▶ Requirement
Whenever a line in the records below contains "white", pick it out.

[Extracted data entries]
• • • • •

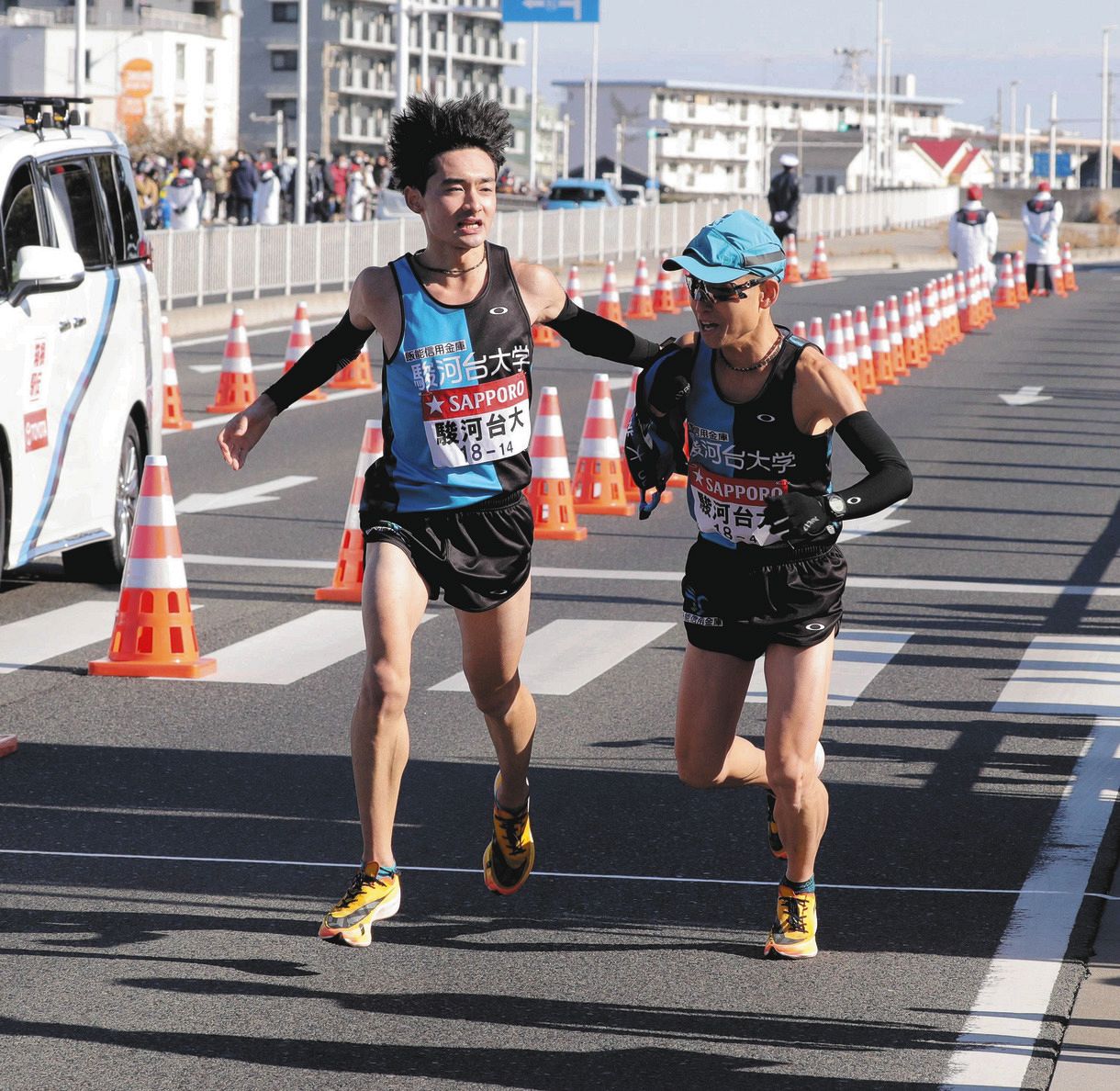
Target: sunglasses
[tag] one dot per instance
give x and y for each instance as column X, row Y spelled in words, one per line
column 719, row 294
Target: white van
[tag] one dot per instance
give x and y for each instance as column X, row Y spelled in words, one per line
column 81, row 373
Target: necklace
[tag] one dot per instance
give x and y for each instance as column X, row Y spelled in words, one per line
column 762, row 363
column 449, row 273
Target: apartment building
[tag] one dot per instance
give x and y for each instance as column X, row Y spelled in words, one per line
column 168, row 64
column 716, row 139
column 454, row 49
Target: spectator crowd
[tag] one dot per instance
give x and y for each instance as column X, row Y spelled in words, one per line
column 240, row 189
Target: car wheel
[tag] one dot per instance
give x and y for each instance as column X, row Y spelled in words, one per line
column 103, row 562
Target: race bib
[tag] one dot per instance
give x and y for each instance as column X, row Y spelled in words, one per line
column 468, row 426
column 733, row 506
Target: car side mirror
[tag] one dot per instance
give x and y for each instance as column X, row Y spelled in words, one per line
column 45, row 269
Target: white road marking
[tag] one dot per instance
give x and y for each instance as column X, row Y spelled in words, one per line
column 239, row 498
column 566, row 654
column 999, row 1036
column 996, row 892
column 859, row 657
column 286, row 653
column 56, row 632
column 1065, row 676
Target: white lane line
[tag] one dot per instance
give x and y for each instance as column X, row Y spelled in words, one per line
column 859, row 657
column 620, row 575
column 566, row 654
column 218, row 419
column 56, row 632
column 286, row 653
column 549, row 875
column 997, row 1043
column 1065, row 676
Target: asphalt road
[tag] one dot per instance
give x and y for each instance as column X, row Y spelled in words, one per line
column 167, row 848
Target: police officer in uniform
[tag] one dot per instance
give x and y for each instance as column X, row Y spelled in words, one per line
column 973, row 235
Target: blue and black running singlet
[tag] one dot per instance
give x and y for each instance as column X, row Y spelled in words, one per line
column 457, row 391
column 743, row 454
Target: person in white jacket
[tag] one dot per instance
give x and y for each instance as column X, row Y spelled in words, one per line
column 185, row 197
column 973, row 234
column 1042, row 217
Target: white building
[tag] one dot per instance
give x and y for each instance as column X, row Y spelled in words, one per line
column 721, row 139
column 171, row 62
column 454, row 49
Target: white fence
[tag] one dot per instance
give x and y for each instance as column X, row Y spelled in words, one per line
column 219, row 264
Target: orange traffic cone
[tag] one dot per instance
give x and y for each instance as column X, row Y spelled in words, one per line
column 356, row 376
column 299, row 341
column 663, row 302
column 1021, row 278
column 153, row 635
column 792, row 266
column 574, row 291
column 346, row 586
column 173, row 398
column 610, row 304
column 881, row 360
column 681, row 296
column 633, row 493
column 1006, row 292
column 641, row 305
column 1068, row 274
column 819, row 270
column 599, row 483
column 545, row 337
column 866, row 363
column 549, row 492
column 237, row 388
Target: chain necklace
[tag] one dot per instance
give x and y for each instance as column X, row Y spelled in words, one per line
column 762, row 363
column 449, row 273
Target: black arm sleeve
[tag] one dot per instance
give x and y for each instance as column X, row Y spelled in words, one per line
column 327, row 356
column 595, row 336
column 889, row 478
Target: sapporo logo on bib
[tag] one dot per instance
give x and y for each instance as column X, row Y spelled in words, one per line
column 467, row 426
column 733, row 506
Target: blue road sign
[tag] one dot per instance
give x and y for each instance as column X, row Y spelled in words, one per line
column 550, row 10
column 1040, row 166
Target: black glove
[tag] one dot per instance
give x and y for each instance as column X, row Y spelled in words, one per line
column 801, row 516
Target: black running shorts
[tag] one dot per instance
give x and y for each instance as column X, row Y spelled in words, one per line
column 736, row 605
column 478, row 556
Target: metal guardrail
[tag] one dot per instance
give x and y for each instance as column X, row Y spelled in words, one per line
column 222, row 264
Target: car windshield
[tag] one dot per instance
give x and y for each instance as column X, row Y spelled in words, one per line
column 576, row 193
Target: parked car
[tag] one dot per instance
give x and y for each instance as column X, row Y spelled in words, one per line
column 81, row 352
column 576, row 193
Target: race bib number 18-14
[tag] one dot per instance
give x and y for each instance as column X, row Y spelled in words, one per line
column 733, row 506
column 467, row 426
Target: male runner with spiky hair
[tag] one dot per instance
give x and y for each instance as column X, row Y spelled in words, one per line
column 442, row 510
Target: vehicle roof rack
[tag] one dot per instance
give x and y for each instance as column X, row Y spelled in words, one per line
column 46, row 111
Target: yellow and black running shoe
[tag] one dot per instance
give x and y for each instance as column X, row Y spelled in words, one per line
column 793, row 934
column 509, row 858
column 367, row 898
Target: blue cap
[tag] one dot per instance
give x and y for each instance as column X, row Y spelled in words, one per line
column 733, row 246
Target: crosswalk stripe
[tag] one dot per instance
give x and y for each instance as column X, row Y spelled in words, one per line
column 1065, row 676
column 566, row 654
column 35, row 640
column 859, row 657
column 291, row 651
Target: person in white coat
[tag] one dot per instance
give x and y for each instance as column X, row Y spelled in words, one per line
column 268, row 197
column 973, row 234
column 1042, row 217
column 185, row 197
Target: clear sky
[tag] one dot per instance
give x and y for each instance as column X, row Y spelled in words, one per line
column 962, row 50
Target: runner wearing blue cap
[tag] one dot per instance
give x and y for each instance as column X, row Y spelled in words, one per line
column 765, row 575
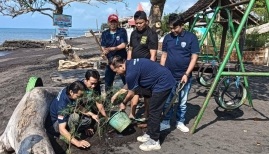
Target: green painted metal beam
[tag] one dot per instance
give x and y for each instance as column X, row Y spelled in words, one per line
column 240, row 59
column 214, row 84
column 194, row 22
column 261, row 74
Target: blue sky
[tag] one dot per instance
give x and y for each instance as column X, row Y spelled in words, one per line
column 84, row 15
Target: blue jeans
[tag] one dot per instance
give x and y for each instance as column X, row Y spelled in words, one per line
column 182, row 102
column 109, row 78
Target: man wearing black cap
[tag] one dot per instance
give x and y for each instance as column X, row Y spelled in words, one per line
column 113, row 43
column 143, row 44
column 179, row 54
column 144, row 41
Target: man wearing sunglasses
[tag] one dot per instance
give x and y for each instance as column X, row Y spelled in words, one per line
column 180, row 53
column 143, row 44
column 113, row 43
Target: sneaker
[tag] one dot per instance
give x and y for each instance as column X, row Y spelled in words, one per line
column 165, row 124
column 143, row 138
column 182, row 127
column 150, row 145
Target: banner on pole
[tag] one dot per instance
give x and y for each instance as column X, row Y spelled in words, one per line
column 62, row 20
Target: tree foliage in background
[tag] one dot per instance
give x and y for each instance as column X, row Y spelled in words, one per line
column 15, row 8
column 255, row 40
column 104, row 26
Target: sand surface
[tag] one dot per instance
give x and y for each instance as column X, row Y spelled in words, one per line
column 219, row 131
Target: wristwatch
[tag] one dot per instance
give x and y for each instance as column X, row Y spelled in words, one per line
column 188, row 75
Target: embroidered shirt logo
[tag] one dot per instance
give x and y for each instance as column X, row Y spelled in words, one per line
column 183, row 44
column 143, row 40
column 60, row 117
column 118, row 38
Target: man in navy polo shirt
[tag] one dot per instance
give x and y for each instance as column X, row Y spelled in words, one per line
column 180, row 53
column 152, row 76
column 143, row 44
column 113, row 42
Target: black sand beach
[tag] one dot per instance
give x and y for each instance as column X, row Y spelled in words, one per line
column 240, row 131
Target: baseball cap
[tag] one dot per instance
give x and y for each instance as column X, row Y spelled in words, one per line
column 113, row 17
column 140, row 15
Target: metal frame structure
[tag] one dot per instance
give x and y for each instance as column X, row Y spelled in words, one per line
column 222, row 66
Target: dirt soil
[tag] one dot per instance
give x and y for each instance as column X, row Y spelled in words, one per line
column 244, row 130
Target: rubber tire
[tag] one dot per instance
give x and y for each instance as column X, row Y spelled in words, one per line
column 201, row 80
column 34, row 82
column 242, row 92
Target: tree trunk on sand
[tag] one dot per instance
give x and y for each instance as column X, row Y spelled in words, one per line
column 25, row 132
column 67, row 50
column 155, row 15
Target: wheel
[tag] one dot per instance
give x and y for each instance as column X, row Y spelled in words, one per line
column 206, row 79
column 230, row 94
column 34, row 82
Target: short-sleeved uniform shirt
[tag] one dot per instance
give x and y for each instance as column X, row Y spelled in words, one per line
column 59, row 104
column 97, row 88
column 113, row 40
column 142, row 42
column 149, row 75
column 179, row 50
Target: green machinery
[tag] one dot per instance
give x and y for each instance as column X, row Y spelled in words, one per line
column 221, row 71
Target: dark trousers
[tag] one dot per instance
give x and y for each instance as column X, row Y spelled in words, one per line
column 156, row 104
column 109, row 78
column 86, row 122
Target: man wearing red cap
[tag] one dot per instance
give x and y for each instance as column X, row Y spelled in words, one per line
column 113, row 43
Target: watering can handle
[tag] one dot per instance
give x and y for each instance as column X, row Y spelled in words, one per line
column 179, row 88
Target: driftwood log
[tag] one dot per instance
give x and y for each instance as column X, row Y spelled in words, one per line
column 25, row 132
column 95, row 62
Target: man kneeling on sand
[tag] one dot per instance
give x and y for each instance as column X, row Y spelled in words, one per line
column 154, row 77
column 59, row 123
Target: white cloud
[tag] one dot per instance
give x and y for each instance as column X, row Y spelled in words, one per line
column 146, row 6
column 78, row 11
column 110, row 10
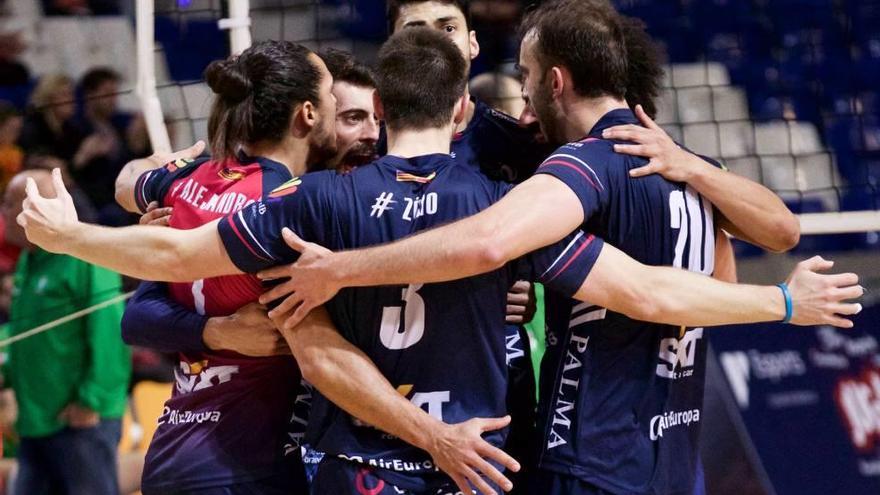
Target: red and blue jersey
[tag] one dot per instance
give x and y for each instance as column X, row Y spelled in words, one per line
column 621, row 400
column 441, row 345
column 229, row 419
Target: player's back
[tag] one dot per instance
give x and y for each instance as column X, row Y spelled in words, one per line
column 621, row 399
column 222, row 401
column 441, row 345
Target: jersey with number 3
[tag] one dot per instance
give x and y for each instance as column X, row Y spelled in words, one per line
column 229, row 416
column 441, row 345
column 621, row 400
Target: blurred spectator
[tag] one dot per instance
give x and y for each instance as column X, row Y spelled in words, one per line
column 48, row 129
column 12, row 71
column 113, row 138
column 499, row 91
column 11, row 155
column 81, row 7
column 496, row 22
column 70, row 382
column 5, row 295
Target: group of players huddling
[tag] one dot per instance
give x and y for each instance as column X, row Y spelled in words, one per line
column 403, row 336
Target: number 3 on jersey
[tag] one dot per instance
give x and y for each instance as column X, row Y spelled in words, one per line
column 404, row 325
column 692, row 217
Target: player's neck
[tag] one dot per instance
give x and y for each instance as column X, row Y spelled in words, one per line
column 408, row 144
column 291, row 153
column 469, row 114
column 583, row 113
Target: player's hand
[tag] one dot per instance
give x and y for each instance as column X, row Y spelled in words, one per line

• • • • •

▶ Task response
Target: white van
Target: white road marking
Target: white lane line
Target: person in white jacket
Target: white building
Target: white fence
Target: person in white coat
Target: white cloud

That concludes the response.